**SOURCE PASSAGE:**
Based on Dr. McGarry’s critically acclaimed documentary, Code Black is a medical drama about Angeles Memorial Hospital which has 300 code blacks a year. As the show’s title cards tell us, a code black is an influx of patients so great there aren’t enough resources to treat them.
Nurse Jesse Salinger (Luis Guzman), opens the show with an endearing scene establishing his role as Mama to the new residents. Guzman plays against type successfully; he isn’t a villain or the tough guy as that is largely Dr. Leanne Rorish’ (Marcia Gay Harden) persona. As daddy, she and Salinger double-team the residents to ensure they don’t kill any guests (patients). Their rapport is sweet when they play their version of the dozens with smiles and hugs.
The residents include an overachiever, a confidence-lacking nerd, a recovered drug addict and an age outlier. Like the residents, Dr. Rorish’ back story hasn’t been completely revealed, but Dr. Neal Hudson (Raza Jaffrey) is likely involved. There is tension between the two that is far beyond professional concerns.

**Dataset entries:**

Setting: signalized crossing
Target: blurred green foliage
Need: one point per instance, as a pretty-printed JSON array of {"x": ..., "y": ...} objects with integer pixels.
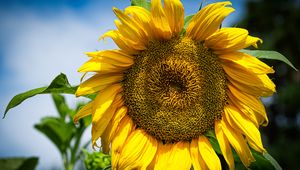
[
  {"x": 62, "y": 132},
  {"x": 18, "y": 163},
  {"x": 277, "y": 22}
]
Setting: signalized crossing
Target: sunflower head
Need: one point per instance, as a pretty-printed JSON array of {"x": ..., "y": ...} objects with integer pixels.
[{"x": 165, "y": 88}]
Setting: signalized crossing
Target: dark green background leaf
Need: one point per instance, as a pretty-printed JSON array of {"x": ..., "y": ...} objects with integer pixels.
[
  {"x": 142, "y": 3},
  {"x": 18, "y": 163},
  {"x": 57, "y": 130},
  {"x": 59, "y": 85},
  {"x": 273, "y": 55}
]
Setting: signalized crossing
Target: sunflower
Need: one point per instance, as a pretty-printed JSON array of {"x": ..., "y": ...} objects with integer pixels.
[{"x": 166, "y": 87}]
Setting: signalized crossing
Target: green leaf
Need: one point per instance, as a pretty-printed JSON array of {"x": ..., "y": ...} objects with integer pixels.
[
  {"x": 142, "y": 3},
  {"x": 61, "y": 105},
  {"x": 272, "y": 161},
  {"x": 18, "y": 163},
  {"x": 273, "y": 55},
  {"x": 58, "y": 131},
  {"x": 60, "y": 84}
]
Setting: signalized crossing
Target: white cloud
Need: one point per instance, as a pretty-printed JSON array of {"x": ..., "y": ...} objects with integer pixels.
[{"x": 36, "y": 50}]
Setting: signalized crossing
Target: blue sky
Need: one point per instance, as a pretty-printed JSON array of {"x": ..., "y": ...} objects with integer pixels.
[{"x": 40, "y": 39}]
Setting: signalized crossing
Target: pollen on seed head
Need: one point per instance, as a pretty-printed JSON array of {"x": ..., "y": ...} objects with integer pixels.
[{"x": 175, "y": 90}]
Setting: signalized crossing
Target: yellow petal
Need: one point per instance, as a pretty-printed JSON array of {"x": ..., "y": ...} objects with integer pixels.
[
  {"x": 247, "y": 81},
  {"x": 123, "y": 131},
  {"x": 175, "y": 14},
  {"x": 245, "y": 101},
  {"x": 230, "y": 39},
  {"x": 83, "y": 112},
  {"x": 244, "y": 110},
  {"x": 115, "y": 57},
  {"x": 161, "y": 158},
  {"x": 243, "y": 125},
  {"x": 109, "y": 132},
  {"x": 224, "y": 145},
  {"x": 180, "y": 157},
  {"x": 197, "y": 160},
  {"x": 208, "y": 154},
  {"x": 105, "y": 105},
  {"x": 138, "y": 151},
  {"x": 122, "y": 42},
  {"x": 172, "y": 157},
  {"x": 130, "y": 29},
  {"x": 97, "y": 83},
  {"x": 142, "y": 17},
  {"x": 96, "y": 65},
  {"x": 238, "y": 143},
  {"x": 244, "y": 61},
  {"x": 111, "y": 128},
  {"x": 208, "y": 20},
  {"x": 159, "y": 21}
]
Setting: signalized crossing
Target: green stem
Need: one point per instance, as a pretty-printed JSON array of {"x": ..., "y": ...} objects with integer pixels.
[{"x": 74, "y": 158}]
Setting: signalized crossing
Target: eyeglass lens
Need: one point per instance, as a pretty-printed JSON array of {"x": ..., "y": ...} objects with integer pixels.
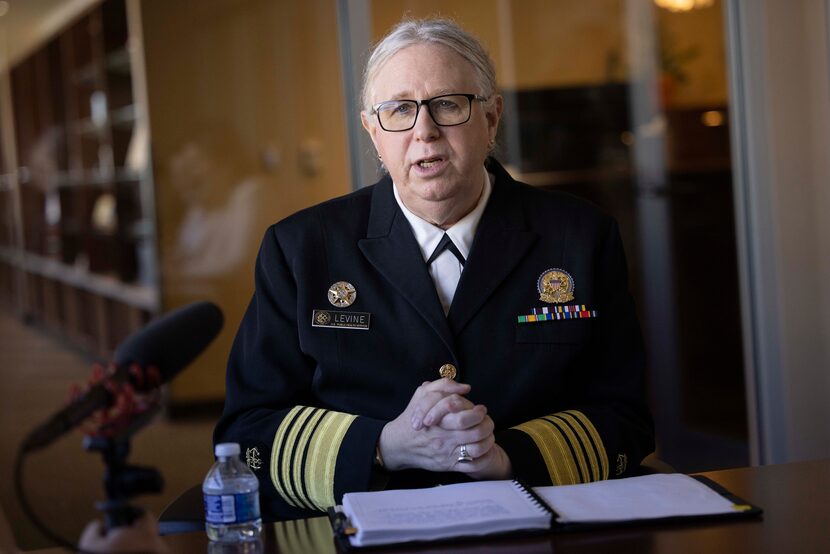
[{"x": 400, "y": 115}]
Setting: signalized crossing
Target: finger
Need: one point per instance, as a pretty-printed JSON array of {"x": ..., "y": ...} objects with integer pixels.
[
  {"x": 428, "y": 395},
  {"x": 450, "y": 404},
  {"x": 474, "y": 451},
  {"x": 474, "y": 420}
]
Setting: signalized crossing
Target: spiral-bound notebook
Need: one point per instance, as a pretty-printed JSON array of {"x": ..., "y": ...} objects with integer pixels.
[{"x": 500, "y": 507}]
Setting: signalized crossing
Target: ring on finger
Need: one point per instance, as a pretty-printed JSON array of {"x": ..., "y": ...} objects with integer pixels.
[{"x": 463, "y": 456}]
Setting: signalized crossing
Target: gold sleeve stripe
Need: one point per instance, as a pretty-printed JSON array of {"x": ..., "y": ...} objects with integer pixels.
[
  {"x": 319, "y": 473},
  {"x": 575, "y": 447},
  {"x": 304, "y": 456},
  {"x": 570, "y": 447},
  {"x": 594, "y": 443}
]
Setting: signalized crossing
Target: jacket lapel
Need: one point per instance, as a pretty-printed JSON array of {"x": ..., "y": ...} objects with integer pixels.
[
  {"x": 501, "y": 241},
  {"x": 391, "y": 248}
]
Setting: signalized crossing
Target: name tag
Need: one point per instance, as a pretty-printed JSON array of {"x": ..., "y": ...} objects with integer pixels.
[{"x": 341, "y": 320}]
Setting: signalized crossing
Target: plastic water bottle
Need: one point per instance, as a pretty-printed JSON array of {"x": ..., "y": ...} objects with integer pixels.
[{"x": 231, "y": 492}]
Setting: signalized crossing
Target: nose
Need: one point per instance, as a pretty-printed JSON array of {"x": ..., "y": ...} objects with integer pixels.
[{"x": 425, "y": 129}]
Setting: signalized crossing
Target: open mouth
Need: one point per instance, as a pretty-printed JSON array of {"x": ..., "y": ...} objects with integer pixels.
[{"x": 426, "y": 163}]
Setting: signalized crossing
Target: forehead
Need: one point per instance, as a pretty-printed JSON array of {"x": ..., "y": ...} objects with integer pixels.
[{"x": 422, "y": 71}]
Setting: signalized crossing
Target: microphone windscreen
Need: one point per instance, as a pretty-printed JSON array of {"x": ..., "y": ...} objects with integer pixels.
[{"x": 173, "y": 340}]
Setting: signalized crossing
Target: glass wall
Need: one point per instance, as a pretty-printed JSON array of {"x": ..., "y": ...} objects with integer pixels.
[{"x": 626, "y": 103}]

**TASK 1:** Summarize the Code Black review in two sentences.
**TASK 2:** Write a continuation of the Code Black review that picks up after its final sentence.
The entries have nothing to do with the Code Black review.

**TASK OUTPUT 1:** Code Black, based on Dr. McGarry's documentary, is a medical drama about Angeles Memorial Hospital, which has 300 code blacks a year, meaning influxes of patients too great for the available resources. Nurse Jesse Salinger and Dr. Leanne Rorish act as Mama and daddy to the new residents, and the tension between Dr. Rorish and Dr. Neal Hudson goes far beyond professional concerns.

**TASK OUTPUT 2:**
The show’s cast is solid and diverse with A list veterans and up-and-coming actors. Their dialogue is sharp though a little cliché. When Rorish tells Hudson, “You are the doctor they want, I am the doctor they need” she succinctly captures their relationship and the tension the show will address this season. Similarly, when Salinger talk-sings Hero to a resident he highlights the world the doctors live in and the one residents will be brought into. When Rorish tells a patient’s young daughter, “You want it straight or you want a lie.” we understand that she cares deeply and wants to help even when her actions and words appear to be harsh.
Code Black is a slow burner. Two episodes in and the show still has not quite introduced its full self. While most shows cram its full identity into its pilot, creator/show runner Michael Seitzman’s confidence is apparent and warranted in this smart, fast-paced medical drama. Like Osso Buco, braised low and slow until the veal is fall-off-the-bone tender, this show has the potential to meld into a delectable dish.
This dark medical drama is a surprise addition to CBS’ catalog of saccharine treats made for middle-America’s palate. Code Black authentically captures the mood and chaos of a busy urban emergency room. The code black scenes are beautifully shot, emphasizing the medical procedures not the doctors; these scenes are poetry in motion; it isn’t about perfection; it’s about capturing the chaotic moment. Its shooting style, documentary, further distinguishes it from its forerunners, ER and Grey’s Anatomy. There is an obvious attempt to avoid soap opera melodrama, however it does fall short of the innovation and depth of The Knick or the glamour and sex of Nip Tuck.
This show maybe challenging for viewers who have become accustomed to shows that ask nothing of them. Code Black wants you to pay attention, but the real question is, can they keep-up this frenetic pace with engaging story arcs?